> [Problem]:
From the records below, copy every line that contains the word "plant".

[Records drawn from a dataset]

::::::::::

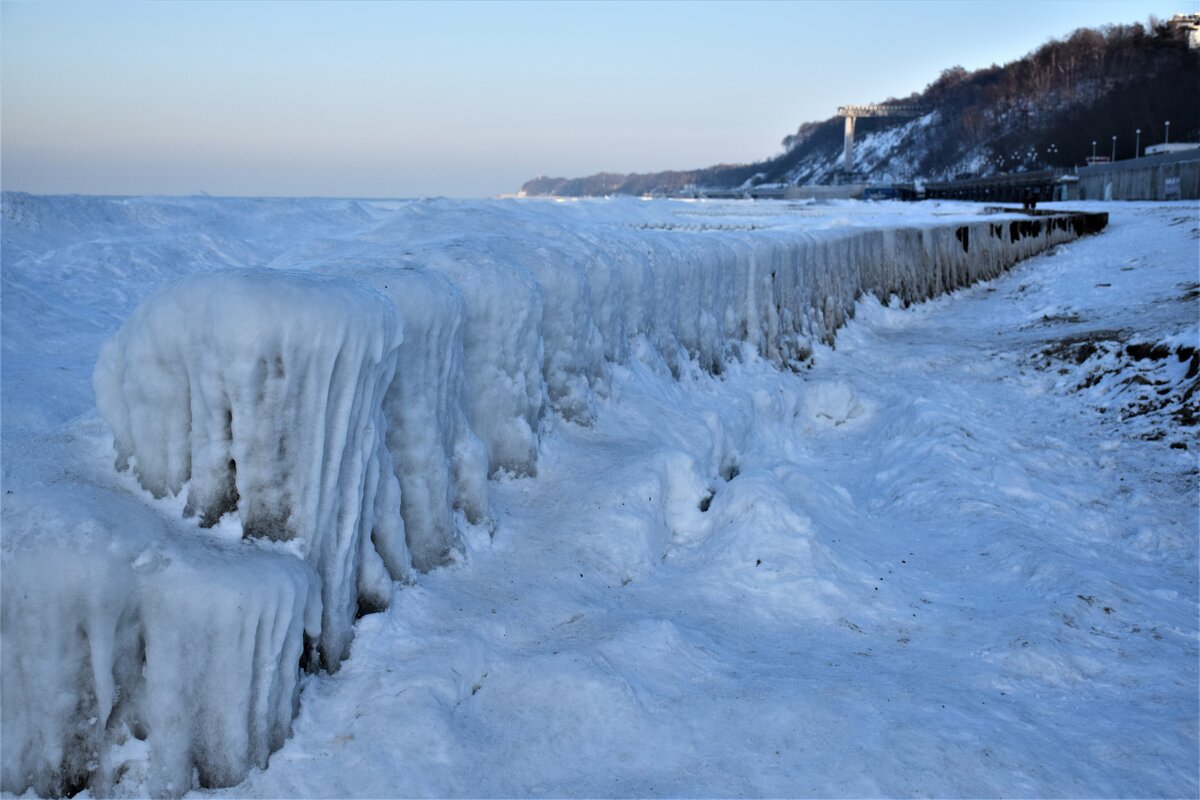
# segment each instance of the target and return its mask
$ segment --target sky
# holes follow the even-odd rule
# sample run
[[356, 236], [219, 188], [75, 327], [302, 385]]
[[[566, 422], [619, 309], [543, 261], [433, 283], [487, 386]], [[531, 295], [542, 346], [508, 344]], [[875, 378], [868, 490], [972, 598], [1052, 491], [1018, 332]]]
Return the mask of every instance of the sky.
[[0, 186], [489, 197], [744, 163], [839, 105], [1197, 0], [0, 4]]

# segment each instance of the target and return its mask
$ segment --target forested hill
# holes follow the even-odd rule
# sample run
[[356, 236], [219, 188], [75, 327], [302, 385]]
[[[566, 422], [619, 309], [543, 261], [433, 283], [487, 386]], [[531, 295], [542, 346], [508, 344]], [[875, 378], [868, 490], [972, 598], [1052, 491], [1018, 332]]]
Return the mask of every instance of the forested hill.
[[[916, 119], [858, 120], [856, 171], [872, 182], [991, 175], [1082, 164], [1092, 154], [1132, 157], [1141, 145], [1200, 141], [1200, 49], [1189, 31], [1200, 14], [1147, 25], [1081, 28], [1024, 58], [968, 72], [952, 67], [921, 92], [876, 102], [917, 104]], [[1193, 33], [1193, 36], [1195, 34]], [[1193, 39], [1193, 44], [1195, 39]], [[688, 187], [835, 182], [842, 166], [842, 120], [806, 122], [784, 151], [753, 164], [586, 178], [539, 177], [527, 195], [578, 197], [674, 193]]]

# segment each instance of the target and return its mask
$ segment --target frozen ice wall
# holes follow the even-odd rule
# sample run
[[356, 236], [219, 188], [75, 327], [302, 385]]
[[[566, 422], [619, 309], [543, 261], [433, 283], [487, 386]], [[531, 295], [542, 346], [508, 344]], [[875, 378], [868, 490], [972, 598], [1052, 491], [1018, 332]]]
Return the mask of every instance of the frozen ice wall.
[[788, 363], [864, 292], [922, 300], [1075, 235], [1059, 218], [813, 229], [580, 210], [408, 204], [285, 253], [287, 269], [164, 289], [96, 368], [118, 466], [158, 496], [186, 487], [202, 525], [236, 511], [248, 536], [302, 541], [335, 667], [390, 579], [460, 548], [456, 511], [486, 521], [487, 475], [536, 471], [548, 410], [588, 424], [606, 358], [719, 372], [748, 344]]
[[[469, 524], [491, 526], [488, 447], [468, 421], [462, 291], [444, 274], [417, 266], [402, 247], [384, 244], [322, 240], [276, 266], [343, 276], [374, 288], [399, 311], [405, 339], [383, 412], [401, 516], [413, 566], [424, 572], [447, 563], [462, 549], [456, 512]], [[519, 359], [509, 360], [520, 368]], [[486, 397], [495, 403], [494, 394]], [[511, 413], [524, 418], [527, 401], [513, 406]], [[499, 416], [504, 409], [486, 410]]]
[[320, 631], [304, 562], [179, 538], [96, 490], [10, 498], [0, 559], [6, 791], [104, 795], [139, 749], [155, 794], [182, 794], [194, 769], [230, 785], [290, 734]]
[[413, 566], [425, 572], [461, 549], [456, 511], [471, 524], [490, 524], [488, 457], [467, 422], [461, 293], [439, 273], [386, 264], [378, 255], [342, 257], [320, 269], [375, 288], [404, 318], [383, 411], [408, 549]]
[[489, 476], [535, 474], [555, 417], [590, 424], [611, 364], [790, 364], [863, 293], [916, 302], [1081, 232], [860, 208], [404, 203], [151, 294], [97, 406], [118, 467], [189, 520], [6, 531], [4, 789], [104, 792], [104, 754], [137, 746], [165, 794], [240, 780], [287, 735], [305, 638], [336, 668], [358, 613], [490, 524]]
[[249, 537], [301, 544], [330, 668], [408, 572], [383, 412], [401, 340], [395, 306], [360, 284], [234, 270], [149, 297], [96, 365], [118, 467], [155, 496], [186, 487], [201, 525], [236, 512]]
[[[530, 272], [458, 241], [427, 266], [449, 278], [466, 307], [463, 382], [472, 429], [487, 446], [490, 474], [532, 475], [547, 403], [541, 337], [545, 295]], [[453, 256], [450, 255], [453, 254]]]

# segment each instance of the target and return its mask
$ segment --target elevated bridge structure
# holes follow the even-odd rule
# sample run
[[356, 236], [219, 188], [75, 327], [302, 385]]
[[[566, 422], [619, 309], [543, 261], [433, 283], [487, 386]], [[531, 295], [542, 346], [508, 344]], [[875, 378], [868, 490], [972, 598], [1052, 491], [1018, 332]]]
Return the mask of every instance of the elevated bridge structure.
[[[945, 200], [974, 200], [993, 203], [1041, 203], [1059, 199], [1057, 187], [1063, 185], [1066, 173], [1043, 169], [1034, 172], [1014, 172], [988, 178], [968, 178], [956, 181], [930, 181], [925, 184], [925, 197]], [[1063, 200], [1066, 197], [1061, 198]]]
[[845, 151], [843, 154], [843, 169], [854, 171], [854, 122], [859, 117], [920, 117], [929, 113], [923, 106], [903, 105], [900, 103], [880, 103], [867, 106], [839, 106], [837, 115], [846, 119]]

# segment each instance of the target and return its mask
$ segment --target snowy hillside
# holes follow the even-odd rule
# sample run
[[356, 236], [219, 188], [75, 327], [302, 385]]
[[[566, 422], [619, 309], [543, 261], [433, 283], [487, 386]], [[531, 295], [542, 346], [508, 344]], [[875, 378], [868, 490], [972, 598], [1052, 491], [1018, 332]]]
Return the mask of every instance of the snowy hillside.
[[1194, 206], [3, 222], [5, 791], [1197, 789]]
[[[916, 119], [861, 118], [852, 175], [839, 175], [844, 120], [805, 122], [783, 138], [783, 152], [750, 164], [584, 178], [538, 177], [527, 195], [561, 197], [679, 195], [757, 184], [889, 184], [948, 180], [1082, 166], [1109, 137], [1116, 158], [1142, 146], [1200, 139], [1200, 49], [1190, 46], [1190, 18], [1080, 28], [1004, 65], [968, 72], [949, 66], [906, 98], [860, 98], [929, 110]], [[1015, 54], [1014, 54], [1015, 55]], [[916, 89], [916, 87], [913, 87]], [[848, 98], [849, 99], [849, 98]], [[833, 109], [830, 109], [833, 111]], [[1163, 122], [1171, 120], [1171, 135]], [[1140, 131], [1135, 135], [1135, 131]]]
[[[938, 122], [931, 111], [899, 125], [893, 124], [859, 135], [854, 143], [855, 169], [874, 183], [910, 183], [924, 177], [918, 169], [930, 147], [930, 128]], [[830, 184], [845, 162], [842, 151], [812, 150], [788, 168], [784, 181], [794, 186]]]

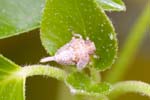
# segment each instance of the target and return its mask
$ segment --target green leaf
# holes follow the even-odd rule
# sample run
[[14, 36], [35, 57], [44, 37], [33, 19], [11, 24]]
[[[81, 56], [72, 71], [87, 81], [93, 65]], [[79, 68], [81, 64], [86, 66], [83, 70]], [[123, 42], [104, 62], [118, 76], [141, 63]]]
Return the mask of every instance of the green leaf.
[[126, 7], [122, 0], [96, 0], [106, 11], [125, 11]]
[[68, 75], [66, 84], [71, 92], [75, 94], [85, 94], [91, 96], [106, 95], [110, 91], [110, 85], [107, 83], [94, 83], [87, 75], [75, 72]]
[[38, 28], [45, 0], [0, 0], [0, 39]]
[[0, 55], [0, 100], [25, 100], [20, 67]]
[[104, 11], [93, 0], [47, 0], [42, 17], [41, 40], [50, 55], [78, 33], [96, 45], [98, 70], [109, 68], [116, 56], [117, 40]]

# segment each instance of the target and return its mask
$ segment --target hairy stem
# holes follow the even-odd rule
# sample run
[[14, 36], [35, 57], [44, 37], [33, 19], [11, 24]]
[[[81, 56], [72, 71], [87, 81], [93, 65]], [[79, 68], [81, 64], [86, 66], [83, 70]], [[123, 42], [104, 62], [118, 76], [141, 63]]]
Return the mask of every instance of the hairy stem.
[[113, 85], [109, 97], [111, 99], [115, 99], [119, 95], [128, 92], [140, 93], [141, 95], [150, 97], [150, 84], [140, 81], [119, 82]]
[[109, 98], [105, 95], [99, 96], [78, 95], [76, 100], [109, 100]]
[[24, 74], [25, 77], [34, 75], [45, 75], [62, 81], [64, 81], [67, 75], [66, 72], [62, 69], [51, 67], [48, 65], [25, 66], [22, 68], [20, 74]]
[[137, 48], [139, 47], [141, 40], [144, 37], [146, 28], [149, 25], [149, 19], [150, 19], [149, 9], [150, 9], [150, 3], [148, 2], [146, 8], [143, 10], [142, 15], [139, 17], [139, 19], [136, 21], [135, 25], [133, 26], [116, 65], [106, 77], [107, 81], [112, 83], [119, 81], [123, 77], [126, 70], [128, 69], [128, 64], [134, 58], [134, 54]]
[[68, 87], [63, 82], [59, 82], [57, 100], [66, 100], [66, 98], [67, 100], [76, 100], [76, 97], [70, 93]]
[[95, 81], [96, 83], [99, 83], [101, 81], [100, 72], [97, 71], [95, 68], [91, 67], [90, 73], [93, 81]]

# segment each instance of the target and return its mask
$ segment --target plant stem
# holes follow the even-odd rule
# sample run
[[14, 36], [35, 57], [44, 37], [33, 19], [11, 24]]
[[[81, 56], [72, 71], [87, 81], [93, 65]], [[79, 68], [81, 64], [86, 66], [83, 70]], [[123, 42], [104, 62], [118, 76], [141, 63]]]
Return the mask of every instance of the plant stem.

::::::::::

> [Completed exercise]:
$ segment --target plant stem
Return the mask of every instance of the plant stem.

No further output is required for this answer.